#### Text section:
▬▬▬▬▬▬

The quality of life data . . . clearly shows the symptomatic benefit and the quality-of-life benefit for PCI, and I think that's what the interventional community has been saying all along.

COURAGE had randomized 2287 patients with stable CAD, at least one angiographically significant coronary stenosis, and inducible ischemia to either OMT plus PCI or OMT alone at centers in the US and Canada. Stents were used in the overwhelming majority of PCI cases, and they were bare-metal stents in all but a handful. OMT consisted of agents typical of today: nitrates, beta blockers, calcium-channel blockers, statins, and ACE inhibitors or angiotensin-receptor blockers.

With 1149 patients assigned to early PCI, the 1138 randomized to OMT-only went to revascularization if their angina failed to respond "or when there was objective evidence of worsening ischemia on noninvasive testing, at the discretion of the patient's physician," the primary report notes [2].

The groups didn't differ significantly in the primary end point of death or MI over a median follow-up of 4.6 years; it was 19.0% for early PCI and 18.5% for first-line OMT (p=0.62).

In the trial's 313-patient nuclear imaging substudy [3], the PCI-based approach significantly reduced the total burden of ischemia as judged by stress-single photon emission computed tomography (SPECT) myocardial perfusion imaging. The difference was most profound among patients initially with moderate-to-severe ischemia.

Quality of life: Mean SAQ scores* by randomization group in COURAGE

Follow-up time, mo
PCI + OMT
OMT
p
3
73
68
<0.001
12
76
73
0.008
24
77
76
0.10
36
79
77
0.32

SAQ=Seattle Angina Questionnaire. OMT=optimal medical therapy

*No significant differences between groups at baseline

In the current analysis, SAQ scores for the two groups were similar at baseline for all domains and improved significantly by one to three months (p<0.001 for all improvements), write Weintraub et al. "This finding with respect to the benefit of OMT alone shows that PCI is not always essential for the relief of symptoms in patients with stable angina."

That observation also intrigued the editorialists. "A remarkable finding from the COURAGE study was the rapidity of improvement in health status in both treatment groups. This should serve as encouraging news to patients with coronary disease," they write.

"With contemporary treatment, the majority of patients had substantial improvements in health status that were sustained for several years. At the same time, the rapid improvement with optimal medical therapy alone suggests that antianginal medications are underused in practice."

According to Weintraub et al, "Scores were higher in the PCI group than in the medical-therapy group for six to 24 months, depending on the domain. By 36 months, the addition of PCI to optimal medical therapy no longer provided a significant advantage for any domain."

That eventual QoL parity between COURAGE groups also has more than one interpretation. While some see it as evidence for only a slim practical difference between the strategies, if any, others point to PCI's early advantage as fundamental to the study's message.

PCI's performance in COURAGE was attenuated because DES were only rarely used, observed Weiner. "But for two years or more, the PCI patients felt better, had fewer symptoms, and had a better quality of life," she said. "I do think that's a significant finding."


"Bad PCI and unrealistically good medicine"

PCI didn't surpass OMT more decisively because the trial used "bad PCI and unrealistically good medicine," Dr Dean J Kereiakes (Christ Hospital Heart and Vascular Center, Cincinnati, OH), coauthor of a published critique of the trial's methods [6], told heartwire.

▬▬▬▬▬▬

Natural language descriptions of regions
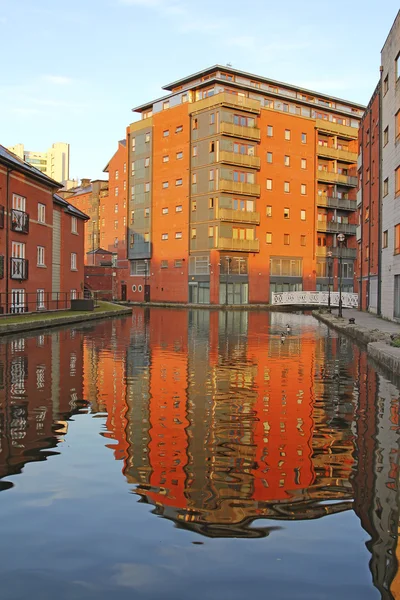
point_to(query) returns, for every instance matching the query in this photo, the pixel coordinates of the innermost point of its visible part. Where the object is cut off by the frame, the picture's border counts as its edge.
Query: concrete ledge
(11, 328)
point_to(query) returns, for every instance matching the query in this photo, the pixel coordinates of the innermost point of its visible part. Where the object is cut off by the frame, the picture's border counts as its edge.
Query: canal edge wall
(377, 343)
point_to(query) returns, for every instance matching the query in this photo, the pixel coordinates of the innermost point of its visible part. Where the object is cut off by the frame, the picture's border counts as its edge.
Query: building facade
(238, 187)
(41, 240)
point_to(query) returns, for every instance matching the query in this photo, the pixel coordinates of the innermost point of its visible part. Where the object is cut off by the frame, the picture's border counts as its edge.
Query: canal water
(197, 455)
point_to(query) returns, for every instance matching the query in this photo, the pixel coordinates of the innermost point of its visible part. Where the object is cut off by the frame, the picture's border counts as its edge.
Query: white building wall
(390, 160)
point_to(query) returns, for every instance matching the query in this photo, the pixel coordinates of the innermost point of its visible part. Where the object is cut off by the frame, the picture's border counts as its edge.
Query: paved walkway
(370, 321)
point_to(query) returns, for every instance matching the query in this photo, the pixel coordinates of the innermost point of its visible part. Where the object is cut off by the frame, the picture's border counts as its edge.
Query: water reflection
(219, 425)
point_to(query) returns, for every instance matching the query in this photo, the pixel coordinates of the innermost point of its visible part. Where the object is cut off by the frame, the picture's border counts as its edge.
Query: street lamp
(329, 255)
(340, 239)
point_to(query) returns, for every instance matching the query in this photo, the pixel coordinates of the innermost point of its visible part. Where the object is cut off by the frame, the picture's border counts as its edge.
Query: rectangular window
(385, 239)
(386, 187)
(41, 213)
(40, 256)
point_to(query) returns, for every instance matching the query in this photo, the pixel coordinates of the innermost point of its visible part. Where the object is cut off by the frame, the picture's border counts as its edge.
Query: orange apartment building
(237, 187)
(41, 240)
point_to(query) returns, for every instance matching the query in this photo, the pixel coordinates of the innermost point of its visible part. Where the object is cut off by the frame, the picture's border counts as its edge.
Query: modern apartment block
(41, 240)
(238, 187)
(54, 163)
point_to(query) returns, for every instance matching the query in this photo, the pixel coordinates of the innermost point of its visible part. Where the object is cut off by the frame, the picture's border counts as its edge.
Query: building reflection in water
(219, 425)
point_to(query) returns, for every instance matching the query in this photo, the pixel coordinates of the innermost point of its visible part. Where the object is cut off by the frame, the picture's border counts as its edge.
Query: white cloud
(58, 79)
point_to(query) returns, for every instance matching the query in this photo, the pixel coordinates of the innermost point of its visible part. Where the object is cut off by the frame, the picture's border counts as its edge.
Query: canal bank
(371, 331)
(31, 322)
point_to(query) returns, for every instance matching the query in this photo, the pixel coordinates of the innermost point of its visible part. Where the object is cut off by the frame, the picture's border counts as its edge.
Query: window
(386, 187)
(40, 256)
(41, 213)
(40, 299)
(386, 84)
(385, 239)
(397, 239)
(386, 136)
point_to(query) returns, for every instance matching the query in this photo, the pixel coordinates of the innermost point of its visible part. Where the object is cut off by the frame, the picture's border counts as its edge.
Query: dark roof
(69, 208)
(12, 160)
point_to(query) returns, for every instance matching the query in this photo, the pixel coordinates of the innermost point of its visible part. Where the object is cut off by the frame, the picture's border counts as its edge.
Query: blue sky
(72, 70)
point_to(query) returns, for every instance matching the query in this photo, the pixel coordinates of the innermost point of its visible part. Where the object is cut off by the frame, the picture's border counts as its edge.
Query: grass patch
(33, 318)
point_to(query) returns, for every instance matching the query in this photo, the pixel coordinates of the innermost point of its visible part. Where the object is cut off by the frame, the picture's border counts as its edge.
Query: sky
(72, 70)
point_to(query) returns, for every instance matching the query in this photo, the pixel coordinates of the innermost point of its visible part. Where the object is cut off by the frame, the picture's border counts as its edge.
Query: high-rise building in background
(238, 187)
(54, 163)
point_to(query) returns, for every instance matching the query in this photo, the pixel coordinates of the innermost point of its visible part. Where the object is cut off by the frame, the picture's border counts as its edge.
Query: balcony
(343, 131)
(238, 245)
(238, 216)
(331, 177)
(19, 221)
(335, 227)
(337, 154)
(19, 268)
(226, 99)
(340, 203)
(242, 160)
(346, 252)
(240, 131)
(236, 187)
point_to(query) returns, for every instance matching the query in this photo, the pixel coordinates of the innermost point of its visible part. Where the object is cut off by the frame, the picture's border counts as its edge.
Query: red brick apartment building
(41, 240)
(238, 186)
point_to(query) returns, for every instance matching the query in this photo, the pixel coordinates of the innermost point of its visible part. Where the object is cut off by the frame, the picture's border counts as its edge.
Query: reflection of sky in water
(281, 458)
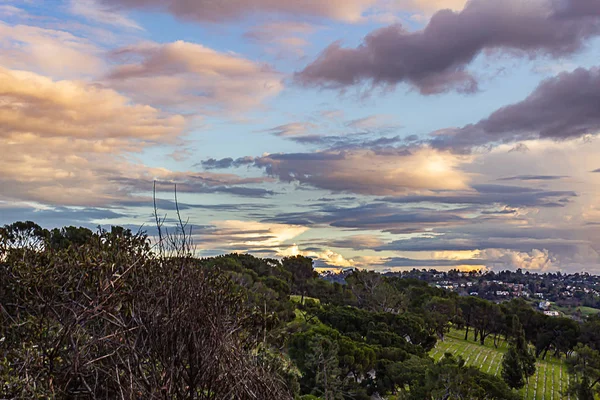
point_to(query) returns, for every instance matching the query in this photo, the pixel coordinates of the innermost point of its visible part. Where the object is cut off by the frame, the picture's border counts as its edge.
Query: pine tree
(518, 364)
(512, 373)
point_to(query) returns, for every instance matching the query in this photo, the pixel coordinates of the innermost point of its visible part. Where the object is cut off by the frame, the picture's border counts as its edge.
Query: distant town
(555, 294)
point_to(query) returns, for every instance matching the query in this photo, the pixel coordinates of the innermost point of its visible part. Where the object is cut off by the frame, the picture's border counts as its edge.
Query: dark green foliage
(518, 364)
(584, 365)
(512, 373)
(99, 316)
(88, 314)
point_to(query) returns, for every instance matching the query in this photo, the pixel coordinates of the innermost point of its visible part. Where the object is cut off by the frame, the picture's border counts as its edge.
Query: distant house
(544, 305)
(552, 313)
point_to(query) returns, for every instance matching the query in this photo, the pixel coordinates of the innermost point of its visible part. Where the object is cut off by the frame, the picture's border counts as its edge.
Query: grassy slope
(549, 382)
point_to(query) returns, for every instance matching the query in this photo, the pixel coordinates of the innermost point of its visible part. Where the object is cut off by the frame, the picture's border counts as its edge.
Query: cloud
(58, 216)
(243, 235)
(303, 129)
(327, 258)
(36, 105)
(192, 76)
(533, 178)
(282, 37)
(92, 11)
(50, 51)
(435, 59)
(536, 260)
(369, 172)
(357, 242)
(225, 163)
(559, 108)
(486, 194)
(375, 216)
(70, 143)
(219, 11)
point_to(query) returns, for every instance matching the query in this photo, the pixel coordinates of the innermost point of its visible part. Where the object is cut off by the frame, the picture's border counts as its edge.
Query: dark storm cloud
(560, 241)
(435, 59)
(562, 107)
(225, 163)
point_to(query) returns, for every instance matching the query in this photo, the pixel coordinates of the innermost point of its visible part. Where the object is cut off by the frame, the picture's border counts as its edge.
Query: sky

▬▬▬▬▬▬

#### Complete the following:
**a)** According to the text on the COURAGE trial, what was the median follow-up for the primary end point of death or MI?
**b)** Return the part of the COURAGE trial text between "PCI's performance in" and "[6], told heartwire.", inclusive, word for word.

#### Numbered answers:
**a)** 4.6 years

**b)**
PCI's performance in COURAGE was attenuated because DES were only rarely used, observed Weiner. "But for two years or more, the PCI patients felt better, had fewer symptoms, and had a better quality of life," she said. "I do think that's a significant finding."


"Bad PCI and unrealistically good medicine"

PCI didn't surpass OMT more decisively because the trial used "bad PCI and unrealistically good medicine," Dr Dean J Kereiakes (Christ Hospital Heart and Vascular Center, Cincinnati, OH), coauthor of a published critique of the trial's methods [6], told heartwire.